### [Try it]
Each line from the one containing "Task: locate the robin's" to the end of the entries is to be repeated exactly, and no other line.

--- Supplied records ---

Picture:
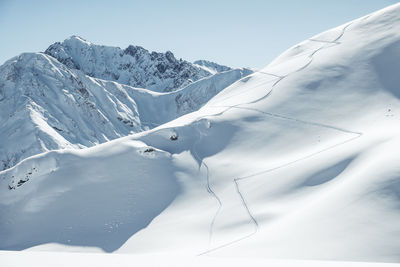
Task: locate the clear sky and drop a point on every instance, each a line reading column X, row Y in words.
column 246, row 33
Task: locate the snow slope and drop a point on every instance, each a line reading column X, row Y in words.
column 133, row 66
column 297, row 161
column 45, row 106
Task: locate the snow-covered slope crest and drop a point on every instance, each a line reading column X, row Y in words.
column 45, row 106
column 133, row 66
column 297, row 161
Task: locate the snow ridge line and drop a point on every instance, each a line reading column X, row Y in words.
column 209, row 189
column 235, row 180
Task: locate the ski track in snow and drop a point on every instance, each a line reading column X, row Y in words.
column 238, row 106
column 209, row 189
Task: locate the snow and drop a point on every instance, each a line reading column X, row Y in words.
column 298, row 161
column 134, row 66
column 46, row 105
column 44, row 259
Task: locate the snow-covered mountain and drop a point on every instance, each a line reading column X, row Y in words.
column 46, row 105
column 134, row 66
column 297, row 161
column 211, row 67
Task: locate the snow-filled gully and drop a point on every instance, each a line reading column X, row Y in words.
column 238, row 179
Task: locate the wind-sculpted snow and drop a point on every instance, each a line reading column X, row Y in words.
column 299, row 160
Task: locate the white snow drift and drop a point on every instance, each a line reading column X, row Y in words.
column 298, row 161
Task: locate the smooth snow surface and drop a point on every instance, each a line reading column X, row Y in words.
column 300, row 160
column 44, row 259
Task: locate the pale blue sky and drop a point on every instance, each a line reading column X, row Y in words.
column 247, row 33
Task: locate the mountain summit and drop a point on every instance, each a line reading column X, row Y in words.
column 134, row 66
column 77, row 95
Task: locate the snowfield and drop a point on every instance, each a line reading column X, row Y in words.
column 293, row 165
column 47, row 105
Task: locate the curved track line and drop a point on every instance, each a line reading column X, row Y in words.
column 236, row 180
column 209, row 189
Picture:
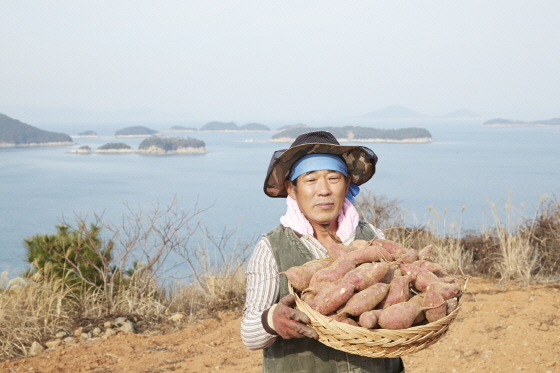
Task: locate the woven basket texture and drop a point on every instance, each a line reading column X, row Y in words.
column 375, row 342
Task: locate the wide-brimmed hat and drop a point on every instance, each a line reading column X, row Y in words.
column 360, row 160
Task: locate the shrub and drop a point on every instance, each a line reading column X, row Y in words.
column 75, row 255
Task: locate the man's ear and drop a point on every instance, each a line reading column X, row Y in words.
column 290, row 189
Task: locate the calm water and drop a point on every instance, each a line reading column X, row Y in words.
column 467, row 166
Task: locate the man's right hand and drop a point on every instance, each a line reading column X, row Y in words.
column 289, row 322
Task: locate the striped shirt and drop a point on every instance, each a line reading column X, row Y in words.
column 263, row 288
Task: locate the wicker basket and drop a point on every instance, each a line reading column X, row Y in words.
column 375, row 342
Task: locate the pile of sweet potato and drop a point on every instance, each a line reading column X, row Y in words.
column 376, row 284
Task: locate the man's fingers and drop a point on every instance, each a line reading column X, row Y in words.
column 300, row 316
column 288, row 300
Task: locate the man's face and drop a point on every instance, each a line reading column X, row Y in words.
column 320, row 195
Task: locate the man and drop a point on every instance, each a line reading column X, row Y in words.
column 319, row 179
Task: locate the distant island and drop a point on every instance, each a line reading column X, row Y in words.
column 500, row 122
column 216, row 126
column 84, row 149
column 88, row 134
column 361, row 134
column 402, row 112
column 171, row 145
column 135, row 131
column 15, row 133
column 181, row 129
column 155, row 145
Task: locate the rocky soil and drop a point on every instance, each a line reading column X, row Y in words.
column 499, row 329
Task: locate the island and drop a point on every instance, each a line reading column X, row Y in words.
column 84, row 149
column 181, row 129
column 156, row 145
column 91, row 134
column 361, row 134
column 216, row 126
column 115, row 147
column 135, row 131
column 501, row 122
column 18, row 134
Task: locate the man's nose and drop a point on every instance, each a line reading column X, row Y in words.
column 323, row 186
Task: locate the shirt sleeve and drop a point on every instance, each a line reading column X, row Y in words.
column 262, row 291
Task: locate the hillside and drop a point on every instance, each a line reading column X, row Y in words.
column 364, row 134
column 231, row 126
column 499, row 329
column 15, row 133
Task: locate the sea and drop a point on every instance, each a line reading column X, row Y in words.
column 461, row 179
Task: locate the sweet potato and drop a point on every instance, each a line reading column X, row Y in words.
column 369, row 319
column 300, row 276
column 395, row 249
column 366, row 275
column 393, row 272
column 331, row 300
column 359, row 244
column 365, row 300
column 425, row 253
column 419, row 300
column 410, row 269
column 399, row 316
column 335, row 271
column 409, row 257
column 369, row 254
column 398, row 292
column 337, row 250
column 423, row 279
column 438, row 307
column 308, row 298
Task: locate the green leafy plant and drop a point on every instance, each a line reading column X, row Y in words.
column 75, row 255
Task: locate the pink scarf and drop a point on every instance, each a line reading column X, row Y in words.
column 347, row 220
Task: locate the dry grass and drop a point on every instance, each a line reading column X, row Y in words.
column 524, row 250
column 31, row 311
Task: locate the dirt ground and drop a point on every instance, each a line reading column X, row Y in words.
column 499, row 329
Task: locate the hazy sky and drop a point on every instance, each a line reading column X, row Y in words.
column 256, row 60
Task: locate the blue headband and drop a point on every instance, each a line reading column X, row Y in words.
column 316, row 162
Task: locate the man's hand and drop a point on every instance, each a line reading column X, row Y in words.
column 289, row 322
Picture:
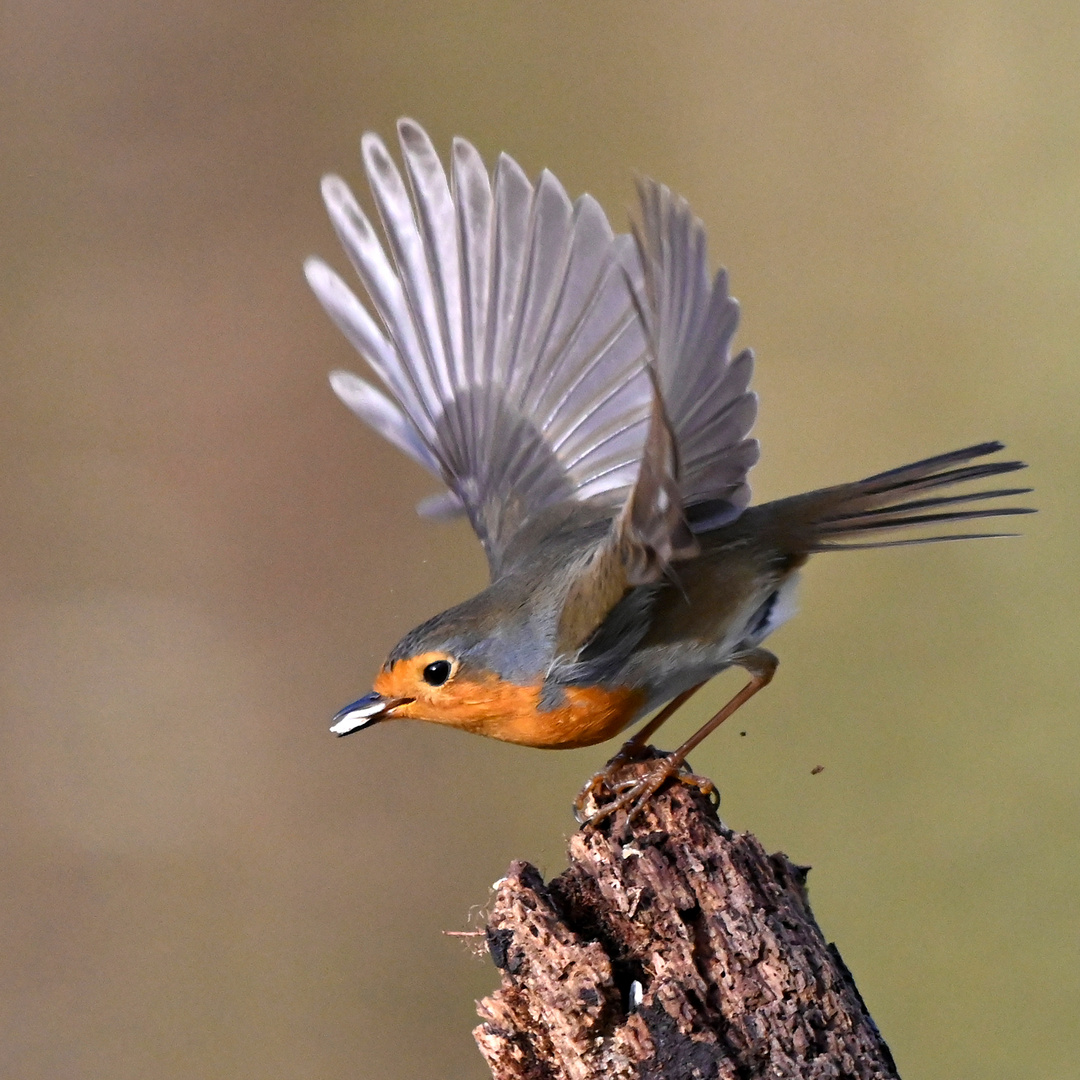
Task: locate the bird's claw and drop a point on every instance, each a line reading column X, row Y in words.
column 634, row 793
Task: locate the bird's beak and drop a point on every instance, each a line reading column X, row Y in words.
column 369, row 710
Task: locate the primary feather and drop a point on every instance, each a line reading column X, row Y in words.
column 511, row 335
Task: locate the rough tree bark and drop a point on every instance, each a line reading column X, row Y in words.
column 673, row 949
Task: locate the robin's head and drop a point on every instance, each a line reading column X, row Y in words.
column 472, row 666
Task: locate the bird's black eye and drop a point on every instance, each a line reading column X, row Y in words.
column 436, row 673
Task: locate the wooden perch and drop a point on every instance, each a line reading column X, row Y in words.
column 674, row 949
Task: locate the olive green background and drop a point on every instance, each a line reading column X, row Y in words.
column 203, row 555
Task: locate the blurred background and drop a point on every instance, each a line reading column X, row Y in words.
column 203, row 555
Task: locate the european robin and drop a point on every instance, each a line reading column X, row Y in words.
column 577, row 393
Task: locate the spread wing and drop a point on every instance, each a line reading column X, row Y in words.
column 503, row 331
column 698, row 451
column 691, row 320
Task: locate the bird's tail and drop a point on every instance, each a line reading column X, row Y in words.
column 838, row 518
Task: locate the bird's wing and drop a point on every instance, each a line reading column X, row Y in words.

---

### [Answer to this task]
Task: locate the robin's head and drop a point on every instance, each a line reading column X, row Y in words.
column 472, row 666
Task: locate the bird's black eye and drop a point on every instance, each a line reading column X, row Y in words.
column 436, row 673
Task: locate the wooden perch and drop a point on every instance, each a line reading column X, row Y in words.
column 674, row 949
Task: locate the olive green background and drop a point on every instance, each a line reading column X, row Y in words.
column 203, row 555
Task: locate the blurred background and drop a point on every instance, each a line reading column X, row Y in words.
column 203, row 555
Task: locate the european robin and drop a point on every instance, each a line reading column X, row Y in words.
column 577, row 393
Task: locate the spread wing and drop a point on every instance, each a line reading column X, row Y in words.
column 503, row 331
column 698, row 451
column 691, row 320
Task: locate the bird's tail and drop a point on every instance, each a line reading column X, row Y in words.
column 838, row 518
Task: locate the bird's wing and drop a point on every instance, each a line reading column X, row Y in words.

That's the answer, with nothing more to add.